◆ **Goal of the exercise**:
Please arrange the lines below as a numbered list, leaving out the blank lines.

◆ **Records supplied**:
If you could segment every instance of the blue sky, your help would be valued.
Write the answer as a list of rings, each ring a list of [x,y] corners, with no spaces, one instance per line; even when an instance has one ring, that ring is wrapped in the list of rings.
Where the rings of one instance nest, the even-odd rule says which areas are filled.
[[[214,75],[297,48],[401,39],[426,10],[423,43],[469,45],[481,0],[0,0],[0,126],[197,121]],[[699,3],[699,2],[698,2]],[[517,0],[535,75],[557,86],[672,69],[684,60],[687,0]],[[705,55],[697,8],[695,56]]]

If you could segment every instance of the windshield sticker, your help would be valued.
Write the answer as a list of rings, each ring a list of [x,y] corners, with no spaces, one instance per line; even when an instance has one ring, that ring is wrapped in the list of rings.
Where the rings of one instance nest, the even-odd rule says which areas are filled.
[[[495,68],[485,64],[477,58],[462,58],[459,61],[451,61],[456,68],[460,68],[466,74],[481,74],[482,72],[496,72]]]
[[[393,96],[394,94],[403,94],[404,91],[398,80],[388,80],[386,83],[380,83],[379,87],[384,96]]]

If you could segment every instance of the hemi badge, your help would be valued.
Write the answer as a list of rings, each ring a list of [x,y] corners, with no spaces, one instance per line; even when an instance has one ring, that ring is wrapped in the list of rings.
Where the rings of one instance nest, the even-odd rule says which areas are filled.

◆ **Written response**:
1. If you could segment every instance of the blue sky, your help would be valued.
2. Write the answer as a list of rings, each ring a list of [x,y] corners, with no spaces, one instance per line; even when an instance has one ring, that ring is wrapped in the list of rings.
3. Where the rings of one instance nest, the even-odd rule says which areas are filled.
4. [[[214,75],[297,48],[401,39],[426,10],[423,43],[469,45],[481,0],[0,0],[0,126],[197,121]],[[699,3],[699,2],[698,2]],[[517,0],[535,75],[557,86],[672,69],[684,60],[687,0]],[[705,55],[697,8],[695,56]]]
5. If you could segment every instance of the windshield sticker, your help would be valued.
6. Write the answer as a list of rings, each ring a list of [x,y] corners, with no spaces, one instance per line; even when an instance has one ring, that ring is wrapped in the list of rings.
7. Where the rings of one instance nest, the even-odd rule says which areas are filled.
8. [[[495,68],[485,64],[477,58],[462,58],[459,61],[451,61],[456,68],[460,68],[466,74],[481,74],[482,72],[496,72]]]
9. [[[393,96],[394,94],[403,94],[404,91],[398,80],[388,80],[386,83],[380,83],[379,87],[384,96]]]
10. If you could segment every instance of the hemi badge, your help would be valued.
11. Write the answer as a list of rings, each ring a list of [x,y] corners, with no spaces, one instance per line; even when an instance has one ring, that ring is wrapped in the list of rings.
12. Where the rings of one instance nest, the even-odd rule says which areas are filled.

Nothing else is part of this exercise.